GOAL:
Copy every record word for word.

------

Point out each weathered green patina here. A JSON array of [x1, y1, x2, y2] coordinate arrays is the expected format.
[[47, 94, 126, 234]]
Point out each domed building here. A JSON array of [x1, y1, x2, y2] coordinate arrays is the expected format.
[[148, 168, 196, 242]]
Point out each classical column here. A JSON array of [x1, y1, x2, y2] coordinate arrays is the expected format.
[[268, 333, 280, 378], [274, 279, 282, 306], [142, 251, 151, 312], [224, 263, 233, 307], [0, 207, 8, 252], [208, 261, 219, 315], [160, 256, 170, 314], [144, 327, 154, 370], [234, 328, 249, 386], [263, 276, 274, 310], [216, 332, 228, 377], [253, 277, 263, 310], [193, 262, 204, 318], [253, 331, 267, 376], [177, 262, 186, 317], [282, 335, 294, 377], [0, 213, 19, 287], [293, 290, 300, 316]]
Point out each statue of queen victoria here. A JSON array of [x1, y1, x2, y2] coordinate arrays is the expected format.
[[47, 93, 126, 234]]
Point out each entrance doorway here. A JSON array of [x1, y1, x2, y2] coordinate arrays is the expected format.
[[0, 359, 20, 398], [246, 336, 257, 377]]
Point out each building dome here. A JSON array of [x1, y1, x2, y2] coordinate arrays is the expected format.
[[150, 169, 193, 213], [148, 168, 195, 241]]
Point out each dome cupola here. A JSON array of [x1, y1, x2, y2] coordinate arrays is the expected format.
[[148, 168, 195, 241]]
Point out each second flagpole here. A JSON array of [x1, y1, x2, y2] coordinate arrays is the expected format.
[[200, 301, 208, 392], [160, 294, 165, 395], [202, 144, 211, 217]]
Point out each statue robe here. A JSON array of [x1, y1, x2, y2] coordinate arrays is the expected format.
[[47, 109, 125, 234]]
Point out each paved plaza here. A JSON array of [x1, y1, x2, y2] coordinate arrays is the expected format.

------

TASK OUTPUT:
Point out each weathered green patina here. A JSON array of [x1, y1, x2, y2] coordinate arrays is the expected format.
[[47, 94, 126, 234]]
Point out each domed building here. A JSON array of [x1, y1, x2, y2] coordinate arrays is the expected format.
[[148, 168, 196, 242]]
Point out each classical column here. A JSON array of [x1, y1, x2, y2] coordinate arrays is the expected format.
[[268, 333, 280, 378], [274, 279, 282, 306], [142, 251, 151, 312], [224, 263, 233, 307], [0, 207, 8, 252], [208, 261, 219, 315], [160, 256, 170, 314], [144, 327, 154, 370], [234, 328, 249, 386], [263, 276, 274, 310], [216, 332, 228, 377], [253, 277, 263, 310], [193, 262, 204, 318], [253, 331, 267, 376], [177, 262, 186, 317], [282, 335, 294, 377], [0, 213, 19, 287], [293, 290, 300, 316]]
Point out each statue of queen victoria here. A JSON array of [x1, y1, x2, y2] coordinate arrays is the expected format.
[[47, 93, 126, 234]]
Point out each entrance doorway here. A JSON array of [x1, y1, x2, y2] coordinate arrays is the expected format.
[[0, 359, 20, 398], [246, 336, 257, 377]]
Point out each building dome here. A JSON array of [x1, y1, x2, y2] coordinate arrays is the expected format.
[[150, 169, 193, 213], [148, 168, 195, 241]]
Point out each dome cupola here. A JSON array of [x1, y1, x2, y2] coordinate arrays is the expected format.
[[148, 168, 195, 241]]
Point out each second flagpole here. A JSON array of [x1, y1, x2, y2] coordinate arrays is the expected format.
[[200, 301, 208, 392], [160, 294, 165, 395], [202, 144, 211, 217]]
Point out each statue robe here. A JSON array of [x1, y1, x2, y2] coordinate arrays is the expected format.
[[47, 109, 125, 234]]
Point out each paved plaza here. A JSON array of [x1, y1, x2, y2] coordinate arrays is the expected format.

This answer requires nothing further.